=== Text provided ===
The zeroth Lagrange multiplier is also obtained from (20) as

$${\lambda }_0=ln\int \dots \int exp[-\sum _{i=1}^{k-1}{\lambda }_{i}ln{x}_i-{\lambda }_{k}ln(1-x_1-\cdots -x_{k-1})]d{x}_1\dots d{x}_{k-1}$$

(23)

3.3. Relation between Lagrange Multipliers and Constraints

Differentiating Equation (23) with respect to ${\lambda }_1,\dots ,{\lambda }_k$, we obtain the derivatives of ${\lambda }_0$ with respect to ${\lambda }_1,\dots ,{\lambda }_k$:

$$\frac{\partial {\lambda }_0}{\partial {\lambda }_1}=-\frac{\int \cdots \int ln{x}_{1}exp[-{\sum }_{i=1}^{k-1}{\lambda }_{i}ln{x}_i-{\lambda }_{k}ln(1-x_1-\cdots -x_{k-1})]d{x}_1\dots d{x}_{k-1}}{\int \cdots \int exp[-{\sum }_{i=1}^{k-1}{\lambda }_{i}ln{x}_i-{\lambda }_{k}ln(1-x_1-\cdots -x_{k-1})]d{x}_1\dots d{x}_{k-1}}$$

$$=-\int \cdots \int ln{x}_{1}exp[-{\lambda }_0-\sum _{i=1}^{k-1}-{\lambda }_{i}ln{x}_i-{\lambda }_{k}ln(1-x_1-\cdots -x_{k-1})]d{x}_1\dots d{x}_{k-1}$$

$$=-E\left[ln{X}_1\right]$$

(24)
=== Stored rows ===
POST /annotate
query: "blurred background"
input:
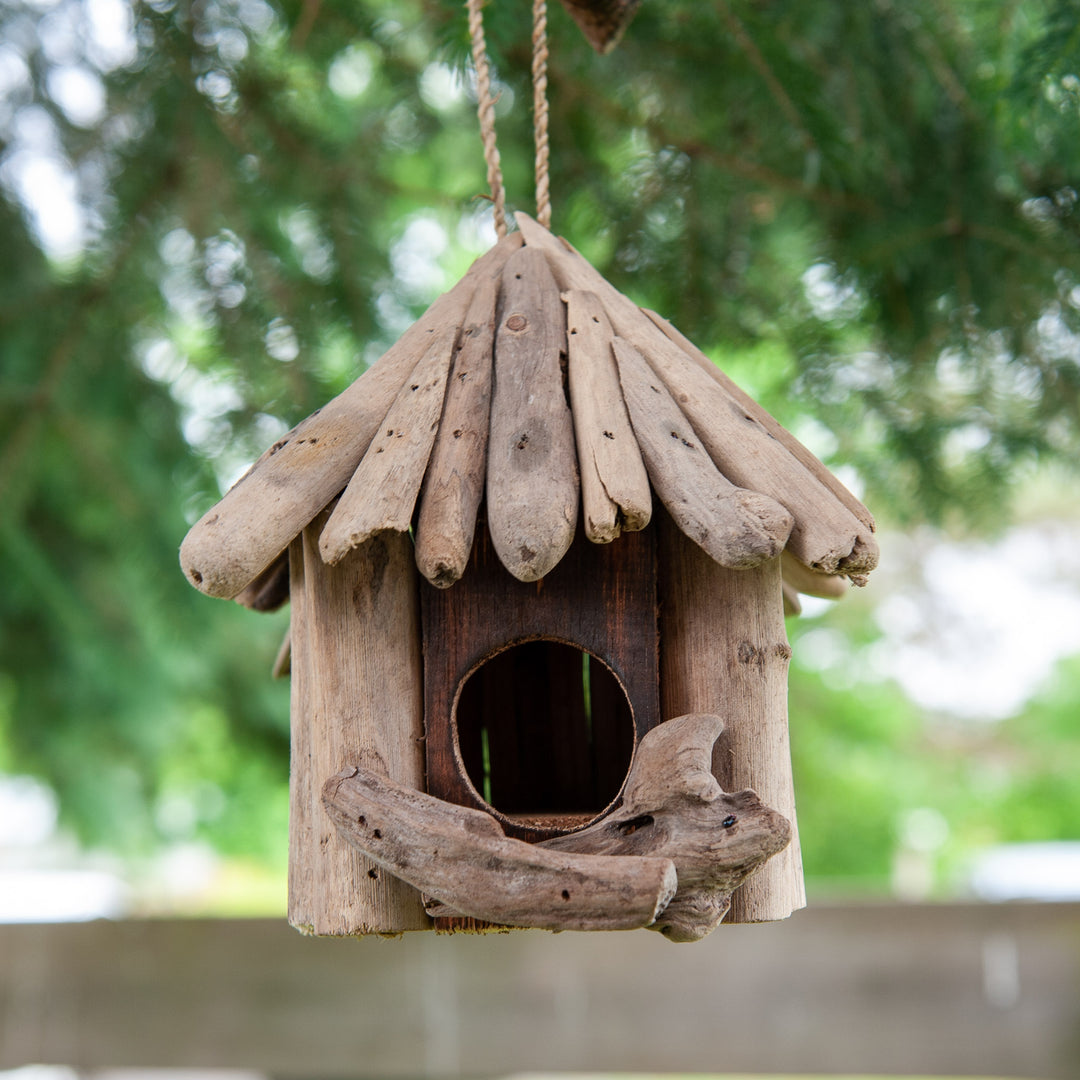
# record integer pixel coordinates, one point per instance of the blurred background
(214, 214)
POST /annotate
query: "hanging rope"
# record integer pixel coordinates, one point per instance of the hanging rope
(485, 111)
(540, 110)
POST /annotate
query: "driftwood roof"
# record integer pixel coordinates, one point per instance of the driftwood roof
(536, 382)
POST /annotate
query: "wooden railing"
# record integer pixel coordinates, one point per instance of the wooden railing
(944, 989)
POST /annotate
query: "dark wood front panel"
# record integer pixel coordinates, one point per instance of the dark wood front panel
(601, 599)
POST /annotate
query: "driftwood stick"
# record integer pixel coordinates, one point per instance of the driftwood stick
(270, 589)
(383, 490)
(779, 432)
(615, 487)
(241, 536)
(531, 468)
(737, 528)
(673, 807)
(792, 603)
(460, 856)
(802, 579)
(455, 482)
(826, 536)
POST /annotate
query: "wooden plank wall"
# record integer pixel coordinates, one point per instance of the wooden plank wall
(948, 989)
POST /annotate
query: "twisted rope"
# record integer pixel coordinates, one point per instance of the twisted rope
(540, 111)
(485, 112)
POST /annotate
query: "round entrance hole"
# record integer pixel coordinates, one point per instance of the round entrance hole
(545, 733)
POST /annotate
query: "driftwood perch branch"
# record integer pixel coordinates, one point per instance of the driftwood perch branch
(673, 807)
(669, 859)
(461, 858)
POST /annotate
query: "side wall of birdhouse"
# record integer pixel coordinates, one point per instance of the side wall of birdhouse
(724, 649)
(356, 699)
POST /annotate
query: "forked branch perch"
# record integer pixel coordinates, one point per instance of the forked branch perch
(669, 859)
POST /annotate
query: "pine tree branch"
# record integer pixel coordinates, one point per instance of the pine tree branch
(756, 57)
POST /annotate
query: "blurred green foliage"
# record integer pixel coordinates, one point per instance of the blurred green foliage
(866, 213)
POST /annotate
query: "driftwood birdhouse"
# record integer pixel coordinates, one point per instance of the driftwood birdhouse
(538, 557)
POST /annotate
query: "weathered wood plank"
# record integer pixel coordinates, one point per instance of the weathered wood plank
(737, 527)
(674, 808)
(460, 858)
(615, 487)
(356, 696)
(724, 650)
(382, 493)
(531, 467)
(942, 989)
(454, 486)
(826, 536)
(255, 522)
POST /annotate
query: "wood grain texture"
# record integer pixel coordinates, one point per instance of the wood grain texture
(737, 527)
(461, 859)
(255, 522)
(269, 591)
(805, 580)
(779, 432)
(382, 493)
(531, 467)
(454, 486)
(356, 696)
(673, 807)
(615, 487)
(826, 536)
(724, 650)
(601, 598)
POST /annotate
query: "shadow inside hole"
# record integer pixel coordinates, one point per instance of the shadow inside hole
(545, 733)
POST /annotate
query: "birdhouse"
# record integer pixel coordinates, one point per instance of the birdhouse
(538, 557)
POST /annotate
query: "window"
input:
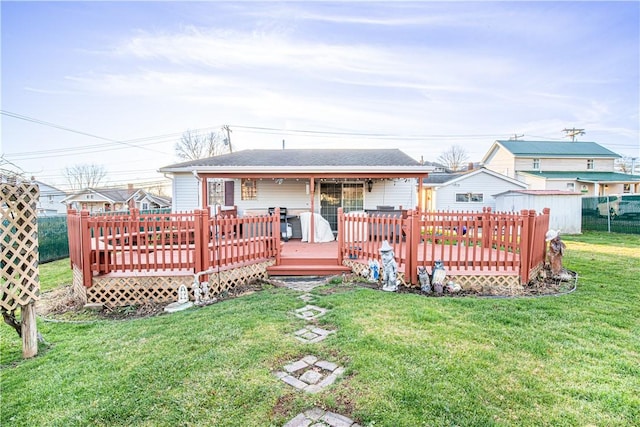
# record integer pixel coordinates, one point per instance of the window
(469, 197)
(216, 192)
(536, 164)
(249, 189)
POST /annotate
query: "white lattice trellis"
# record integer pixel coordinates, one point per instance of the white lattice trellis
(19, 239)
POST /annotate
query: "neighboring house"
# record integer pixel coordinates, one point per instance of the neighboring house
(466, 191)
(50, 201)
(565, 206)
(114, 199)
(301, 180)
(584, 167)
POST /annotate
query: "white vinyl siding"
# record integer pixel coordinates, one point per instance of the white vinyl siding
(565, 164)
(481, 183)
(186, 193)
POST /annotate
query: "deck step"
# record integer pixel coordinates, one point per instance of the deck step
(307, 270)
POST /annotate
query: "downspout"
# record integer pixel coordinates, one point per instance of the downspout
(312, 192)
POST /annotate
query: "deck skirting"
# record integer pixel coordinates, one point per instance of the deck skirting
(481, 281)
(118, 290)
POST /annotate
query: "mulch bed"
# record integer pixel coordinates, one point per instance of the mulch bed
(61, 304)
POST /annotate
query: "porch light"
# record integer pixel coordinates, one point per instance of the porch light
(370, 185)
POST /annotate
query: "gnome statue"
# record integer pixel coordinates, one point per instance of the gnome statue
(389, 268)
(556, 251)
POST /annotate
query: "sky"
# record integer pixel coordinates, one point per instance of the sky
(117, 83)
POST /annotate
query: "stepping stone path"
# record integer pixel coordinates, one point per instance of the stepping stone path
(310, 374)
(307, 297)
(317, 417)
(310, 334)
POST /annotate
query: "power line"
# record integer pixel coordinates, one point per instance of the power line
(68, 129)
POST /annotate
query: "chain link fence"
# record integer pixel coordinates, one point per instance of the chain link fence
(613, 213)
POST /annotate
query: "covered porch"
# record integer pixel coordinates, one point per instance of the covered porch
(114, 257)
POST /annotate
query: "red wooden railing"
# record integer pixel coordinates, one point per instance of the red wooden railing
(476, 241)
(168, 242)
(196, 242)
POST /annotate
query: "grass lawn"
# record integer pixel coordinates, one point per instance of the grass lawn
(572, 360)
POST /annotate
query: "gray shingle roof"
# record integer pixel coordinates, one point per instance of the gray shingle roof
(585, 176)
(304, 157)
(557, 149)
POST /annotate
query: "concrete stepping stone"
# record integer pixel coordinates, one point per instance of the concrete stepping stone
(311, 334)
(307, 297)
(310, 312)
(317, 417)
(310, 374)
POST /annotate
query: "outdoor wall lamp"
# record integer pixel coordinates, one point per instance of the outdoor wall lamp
===
**Exercise A**
Answer these questions about the text on Lagrange multipliers:
(i) Which numbered equation gives the expression for the zeroth Lagrange multiplier?
(ii) What is the title of section 3.3?
(iii) According to equation (24), what does the derivative of λ₀ with respect to λ₁ equal?
**Exercise B**
Report each line of the entries that contains the string "roof".

**Exercise result A**
(i) Equation (23)
(ii) Relation between Lagrange Multipliers and Constraints
(iii) −E[ln X₁]

**Exercise result B**
query: "driftwood roof"
# record integer pixel coordinates, one point per instance of the driftwood roof
query: "gray shingle roof"
# record integer pixel coordinates, one point per instance of the gray shingle roof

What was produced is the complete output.